Directions for this task -
Write out each entry again. Keep every word exactly as it is.

Stored items:
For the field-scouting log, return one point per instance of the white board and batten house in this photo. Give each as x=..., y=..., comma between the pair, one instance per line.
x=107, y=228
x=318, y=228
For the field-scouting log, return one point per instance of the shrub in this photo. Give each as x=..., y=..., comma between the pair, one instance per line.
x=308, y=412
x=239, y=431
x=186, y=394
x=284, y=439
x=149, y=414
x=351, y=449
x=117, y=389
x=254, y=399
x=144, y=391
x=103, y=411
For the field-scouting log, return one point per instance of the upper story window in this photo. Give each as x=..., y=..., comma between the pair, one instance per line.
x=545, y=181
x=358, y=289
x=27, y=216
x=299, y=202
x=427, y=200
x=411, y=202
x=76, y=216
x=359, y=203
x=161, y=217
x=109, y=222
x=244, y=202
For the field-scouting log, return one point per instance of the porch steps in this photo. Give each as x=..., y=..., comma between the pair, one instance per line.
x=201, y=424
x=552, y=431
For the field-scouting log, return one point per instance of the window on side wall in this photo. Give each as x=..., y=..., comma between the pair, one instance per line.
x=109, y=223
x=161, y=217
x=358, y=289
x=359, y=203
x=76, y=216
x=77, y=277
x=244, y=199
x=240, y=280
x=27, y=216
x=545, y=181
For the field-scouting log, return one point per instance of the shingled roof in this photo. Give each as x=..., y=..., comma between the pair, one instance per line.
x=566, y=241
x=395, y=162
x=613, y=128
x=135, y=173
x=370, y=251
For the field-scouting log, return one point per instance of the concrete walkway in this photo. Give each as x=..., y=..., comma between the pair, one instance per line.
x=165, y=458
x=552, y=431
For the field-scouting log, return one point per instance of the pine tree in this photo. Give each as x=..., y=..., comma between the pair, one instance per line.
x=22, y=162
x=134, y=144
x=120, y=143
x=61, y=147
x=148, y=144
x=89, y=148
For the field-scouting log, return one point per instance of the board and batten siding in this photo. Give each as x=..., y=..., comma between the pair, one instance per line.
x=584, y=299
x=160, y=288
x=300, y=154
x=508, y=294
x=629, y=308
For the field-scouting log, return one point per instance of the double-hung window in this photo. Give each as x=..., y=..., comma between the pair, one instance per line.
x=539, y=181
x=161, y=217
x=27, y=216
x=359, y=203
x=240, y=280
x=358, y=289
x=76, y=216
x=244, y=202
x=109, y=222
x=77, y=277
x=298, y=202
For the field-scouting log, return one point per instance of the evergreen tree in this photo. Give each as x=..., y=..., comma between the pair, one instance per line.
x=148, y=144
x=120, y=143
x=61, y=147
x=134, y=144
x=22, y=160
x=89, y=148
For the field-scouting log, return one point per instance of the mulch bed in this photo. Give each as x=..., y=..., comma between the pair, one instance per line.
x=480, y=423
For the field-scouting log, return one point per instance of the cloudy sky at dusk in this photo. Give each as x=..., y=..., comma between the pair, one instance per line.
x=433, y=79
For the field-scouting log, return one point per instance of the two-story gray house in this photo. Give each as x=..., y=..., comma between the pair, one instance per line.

Exercise response -
For the field-scouting log, return one point per instance of the white board and batten house in this photo. Give each as x=..., y=..., comma between the pair, one instance per line.
x=107, y=228
x=318, y=228
For the field-scouting log, return one point per instance of the shrub in this photo. Give each as x=..., y=..., comma between the pair, one instance per line.
x=308, y=412
x=239, y=431
x=186, y=394
x=284, y=439
x=149, y=414
x=351, y=449
x=117, y=389
x=254, y=399
x=144, y=391
x=103, y=411
For the field-scouting log, return one point per instance of the upper story window in this photo. Give each as x=..., y=..., comma between the pair, one instance per line.
x=545, y=181
x=358, y=289
x=27, y=216
x=299, y=202
x=427, y=200
x=411, y=202
x=76, y=216
x=359, y=203
x=161, y=217
x=109, y=222
x=244, y=202
For the field-scouting log, return one point per instance of the porch steps in this photo. Give each as x=..., y=..., comma between the pair, one instance per line.
x=201, y=424
x=552, y=431
For the field-scouting log, return one point per instance of the window on side wall in this photo. Give each as x=..., y=..., comma between the pair, one instance per line.
x=109, y=223
x=161, y=217
x=358, y=289
x=359, y=203
x=76, y=216
x=77, y=277
x=244, y=199
x=240, y=280
x=27, y=216
x=545, y=181
For the field-scouting log, return one point per instance of the shingled roof in this photo. Give each as x=..., y=..., comma between the pair, one instance per line.
x=566, y=241
x=395, y=162
x=613, y=128
x=135, y=173
x=370, y=251
For the field-scouting log, return one point per instance of the concrete walkway in this photo. Give each as x=..., y=..., comma between the pair, one instance per line.
x=165, y=458
x=552, y=431
For the field-scouting log, return one point per instance of the pine tree in this photo. Give each as x=..., y=..., comma between the pair, one instance per line.
x=22, y=162
x=134, y=144
x=120, y=143
x=61, y=147
x=148, y=144
x=89, y=148
For the field-scouting log, return one point per instance of the board and batten siding in this photo. Give each as x=..., y=..., comma between the pair, one instance per line.
x=584, y=299
x=160, y=288
x=300, y=154
x=508, y=294
x=629, y=308
For the field-scouting log, return one point per instance of the double-hung window in this photo. Give each as x=..., y=..., comma between the pair, one instance per line.
x=539, y=181
x=161, y=217
x=27, y=216
x=359, y=203
x=240, y=280
x=358, y=289
x=76, y=216
x=244, y=202
x=109, y=222
x=77, y=277
x=298, y=202
For the field-scouting log, return one point per instance of the evergreen tree in this photo. Give each as x=..., y=..., comma between the pair, one instance per line.
x=148, y=144
x=120, y=143
x=61, y=147
x=134, y=144
x=22, y=160
x=89, y=148
For the field-scouting log, return one point per instance of the mulch bed in this photo. Give each as x=..., y=..., comma between the pair, one instance per line.
x=480, y=423
For the field-scouting log, return one point per instance of the cloudy sky at dusk in this photo. Give each as x=..., y=..., comma between the pair, one instance per line.
x=433, y=79
For the field-scouting log, return one point per instance of the two-story gray house in this photo. Give each as x=..., y=..., comma between the pair, one instance per line.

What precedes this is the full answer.